== Segment start ==
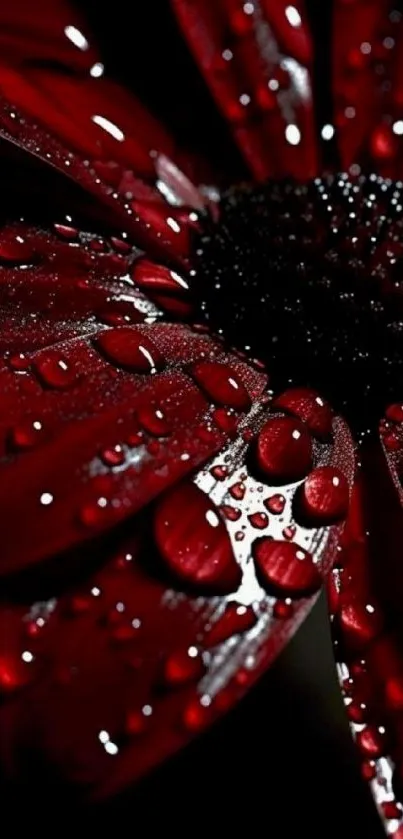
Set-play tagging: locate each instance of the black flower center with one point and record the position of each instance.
(308, 278)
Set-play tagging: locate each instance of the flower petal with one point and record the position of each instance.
(104, 681)
(365, 594)
(256, 61)
(367, 82)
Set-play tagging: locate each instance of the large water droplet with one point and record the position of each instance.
(309, 407)
(195, 545)
(324, 496)
(16, 671)
(130, 349)
(183, 666)
(54, 371)
(221, 384)
(284, 450)
(26, 435)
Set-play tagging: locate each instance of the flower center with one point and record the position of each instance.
(308, 278)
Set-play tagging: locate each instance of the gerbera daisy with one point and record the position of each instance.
(200, 375)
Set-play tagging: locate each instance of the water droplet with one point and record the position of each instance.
(19, 362)
(27, 435)
(154, 421)
(15, 673)
(275, 504)
(226, 421)
(283, 609)
(219, 472)
(54, 371)
(137, 722)
(235, 620)
(238, 491)
(259, 520)
(96, 512)
(113, 456)
(323, 498)
(230, 513)
(65, 231)
(183, 666)
(196, 715)
(285, 567)
(284, 449)
(196, 547)
(221, 384)
(309, 407)
(371, 741)
(130, 349)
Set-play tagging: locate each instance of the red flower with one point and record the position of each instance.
(170, 505)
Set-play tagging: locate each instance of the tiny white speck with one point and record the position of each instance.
(293, 16)
(27, 656)
(327, 132)
(97, 70)
(76, 37)
(109, 127)
(46, 498)
(293, 134)
(398, 127)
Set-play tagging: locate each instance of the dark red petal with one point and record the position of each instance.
== Segment end ==
The expected output is the whole listing, word for word, minus its pictures.

● Task result:
Set-play tagging: locate each instance of the black flower center with one point and record the position of each instance.
(308, 278)
Set-play tagging: locate each instance of the flower petal with one point and record the position of each instance.
(104, 681)
(365, 594)
(256, 61)
(367, 82)
Set-play tagging: locate each instance of the large water droplet with one point and record the position of each instance.
(309, 407)
(195, 545)
(324, 496)
(16, 671)
(130, 349)
(183, 666)
(54, 371)
(221, 384)
(284, 450)
(26, 435)
Set-play tagging: locate each instance of the flower center with one point and record the position of each instance.
(308, 278)
Set-play tagging: locate each instance of the gerbera daisy with one point and record the position of each instance.
(200, 375)
Set-play tagging: locate each instance of the water droplet with one point and record the position of each instance.
(19, 362)
(27, 435)
(154, 421)
(15, 673)
(275, 504)
(226, 421)
(283, 609)
(219, 472)
(54, 371)
(137, 722)
(235, 620)
(238, 491)
(259, 520)
(96, 512)
(113, 456)
(323, 498)
(230, 513)
(65, 231)
(183, 666)
(196, 715)
(285, 567)
(284, 449)
(196, 547)
(221, 384)
(309, 407)
(371, 741)
(130, 349)
Set-play tagging: locate each instance of the red flower with one point and record the position of each instance.
(170, 505)
Set-play tagging: locate each instance of the tiny white speck with one point and record the position of each instance.
(293, 16)
(27, 656)
(327, 132)
(97, 70)
(76, 37)
(109, 127)
(46, 498)
(293, 134)
(398, 127)
Set-play tagging: locate each instance of the dark red petal with one point and record the position of each instance.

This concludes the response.